Data provided
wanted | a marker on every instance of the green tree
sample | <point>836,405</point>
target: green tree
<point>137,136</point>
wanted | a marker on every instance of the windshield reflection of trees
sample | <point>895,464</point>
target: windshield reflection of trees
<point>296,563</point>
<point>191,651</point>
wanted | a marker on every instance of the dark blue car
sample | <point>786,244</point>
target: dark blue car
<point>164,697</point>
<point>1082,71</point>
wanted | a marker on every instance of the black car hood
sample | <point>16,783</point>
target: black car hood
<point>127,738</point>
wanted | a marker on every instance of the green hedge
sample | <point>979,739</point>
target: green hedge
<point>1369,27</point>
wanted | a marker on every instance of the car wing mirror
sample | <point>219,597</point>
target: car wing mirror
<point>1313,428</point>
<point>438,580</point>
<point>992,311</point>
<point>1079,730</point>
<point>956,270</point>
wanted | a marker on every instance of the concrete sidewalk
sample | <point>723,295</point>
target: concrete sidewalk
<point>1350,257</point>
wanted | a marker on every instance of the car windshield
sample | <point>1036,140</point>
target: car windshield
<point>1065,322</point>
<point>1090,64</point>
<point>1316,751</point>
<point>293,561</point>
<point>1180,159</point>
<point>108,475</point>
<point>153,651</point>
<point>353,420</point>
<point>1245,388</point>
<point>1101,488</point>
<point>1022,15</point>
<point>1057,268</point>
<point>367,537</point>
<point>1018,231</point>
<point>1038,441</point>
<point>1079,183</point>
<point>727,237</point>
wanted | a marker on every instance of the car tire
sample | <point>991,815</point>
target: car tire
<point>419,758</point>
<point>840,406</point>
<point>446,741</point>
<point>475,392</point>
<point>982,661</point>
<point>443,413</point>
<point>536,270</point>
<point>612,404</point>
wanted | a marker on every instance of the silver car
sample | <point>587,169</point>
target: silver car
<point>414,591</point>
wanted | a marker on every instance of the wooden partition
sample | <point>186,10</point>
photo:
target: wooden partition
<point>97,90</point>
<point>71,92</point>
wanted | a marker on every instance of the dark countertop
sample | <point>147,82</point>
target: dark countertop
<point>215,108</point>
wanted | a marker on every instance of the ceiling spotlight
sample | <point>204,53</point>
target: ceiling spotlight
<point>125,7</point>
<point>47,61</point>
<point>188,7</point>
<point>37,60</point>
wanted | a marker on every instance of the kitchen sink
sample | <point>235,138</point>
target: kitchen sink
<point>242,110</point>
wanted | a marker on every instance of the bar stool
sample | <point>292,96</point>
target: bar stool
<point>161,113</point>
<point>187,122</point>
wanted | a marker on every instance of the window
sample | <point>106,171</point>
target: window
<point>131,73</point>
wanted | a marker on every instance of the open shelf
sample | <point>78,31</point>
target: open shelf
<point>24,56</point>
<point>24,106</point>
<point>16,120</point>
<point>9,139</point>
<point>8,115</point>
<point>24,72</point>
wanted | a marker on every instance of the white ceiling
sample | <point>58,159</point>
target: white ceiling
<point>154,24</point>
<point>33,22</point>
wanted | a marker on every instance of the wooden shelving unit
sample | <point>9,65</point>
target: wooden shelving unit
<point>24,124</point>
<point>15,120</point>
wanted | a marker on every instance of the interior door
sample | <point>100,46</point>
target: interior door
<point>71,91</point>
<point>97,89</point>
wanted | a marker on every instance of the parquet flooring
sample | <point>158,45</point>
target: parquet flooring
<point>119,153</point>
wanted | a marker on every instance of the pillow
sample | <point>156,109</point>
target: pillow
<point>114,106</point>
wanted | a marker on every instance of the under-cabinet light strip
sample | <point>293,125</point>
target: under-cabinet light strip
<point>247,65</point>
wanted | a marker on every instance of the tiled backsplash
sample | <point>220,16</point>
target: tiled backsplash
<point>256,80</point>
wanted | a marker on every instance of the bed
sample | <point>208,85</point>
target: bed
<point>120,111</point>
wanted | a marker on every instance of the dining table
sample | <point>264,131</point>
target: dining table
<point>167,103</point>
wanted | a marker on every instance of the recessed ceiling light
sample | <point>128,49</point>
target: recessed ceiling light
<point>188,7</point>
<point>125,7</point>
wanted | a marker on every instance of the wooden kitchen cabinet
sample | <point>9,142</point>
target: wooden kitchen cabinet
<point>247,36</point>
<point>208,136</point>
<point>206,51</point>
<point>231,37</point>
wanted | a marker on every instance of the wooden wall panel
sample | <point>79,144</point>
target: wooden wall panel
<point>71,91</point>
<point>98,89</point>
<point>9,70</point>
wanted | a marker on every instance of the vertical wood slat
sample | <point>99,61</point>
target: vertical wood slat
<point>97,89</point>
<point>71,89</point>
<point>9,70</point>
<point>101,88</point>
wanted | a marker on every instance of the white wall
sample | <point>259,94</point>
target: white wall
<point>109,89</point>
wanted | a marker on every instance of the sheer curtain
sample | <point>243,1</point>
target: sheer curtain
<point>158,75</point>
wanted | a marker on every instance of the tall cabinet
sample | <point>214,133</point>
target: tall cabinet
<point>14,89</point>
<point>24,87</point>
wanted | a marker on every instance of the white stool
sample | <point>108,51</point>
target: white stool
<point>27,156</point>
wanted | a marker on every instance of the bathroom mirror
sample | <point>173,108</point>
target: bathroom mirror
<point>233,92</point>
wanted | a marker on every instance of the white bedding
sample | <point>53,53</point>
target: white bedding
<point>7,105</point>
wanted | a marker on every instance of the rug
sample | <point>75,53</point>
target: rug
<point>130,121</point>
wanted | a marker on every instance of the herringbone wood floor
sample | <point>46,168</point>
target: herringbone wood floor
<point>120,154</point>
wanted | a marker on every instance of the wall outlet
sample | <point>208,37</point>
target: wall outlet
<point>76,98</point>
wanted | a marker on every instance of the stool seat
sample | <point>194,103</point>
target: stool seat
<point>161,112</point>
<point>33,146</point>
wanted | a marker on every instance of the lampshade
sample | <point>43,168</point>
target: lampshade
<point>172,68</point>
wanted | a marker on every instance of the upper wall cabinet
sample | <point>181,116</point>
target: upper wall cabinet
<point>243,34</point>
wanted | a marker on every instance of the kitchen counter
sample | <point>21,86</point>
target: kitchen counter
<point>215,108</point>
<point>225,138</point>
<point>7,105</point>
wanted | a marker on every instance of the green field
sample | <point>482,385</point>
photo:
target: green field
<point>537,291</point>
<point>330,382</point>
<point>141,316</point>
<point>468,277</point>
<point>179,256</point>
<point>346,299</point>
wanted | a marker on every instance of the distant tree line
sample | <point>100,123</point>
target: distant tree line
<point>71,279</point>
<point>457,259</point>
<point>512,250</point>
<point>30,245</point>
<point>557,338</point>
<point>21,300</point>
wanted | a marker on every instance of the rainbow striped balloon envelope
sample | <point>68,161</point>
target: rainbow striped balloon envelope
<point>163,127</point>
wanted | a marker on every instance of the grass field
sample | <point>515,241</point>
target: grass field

Required action
Every line in the records above with the string "grass" in it should be shown.

Answer box
wanted | a marker on every instance of the grass field
target: grass field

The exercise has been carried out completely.